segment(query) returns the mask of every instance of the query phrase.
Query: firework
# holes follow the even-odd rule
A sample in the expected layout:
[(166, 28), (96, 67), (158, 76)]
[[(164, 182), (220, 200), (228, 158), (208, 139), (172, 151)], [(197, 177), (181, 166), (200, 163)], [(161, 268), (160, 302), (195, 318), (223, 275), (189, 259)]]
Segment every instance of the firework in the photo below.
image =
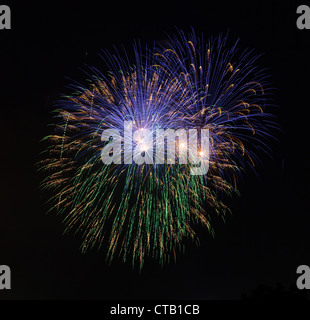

What is being asked: Leave the pictures out. Transcribe exactly the lines from the one with "275), (189, 259)]]" through the end of the records.

Task response:
[[(164, 182), (220, 200), (228, 158), (208, 139), (172, 151)], [(197, 177), (181, 166), (200, 163)], [(161, 268), (160, 302), (195, 318), (223, 275), (189, 259)]]
Segment every instance of the firework in the photo below.
image =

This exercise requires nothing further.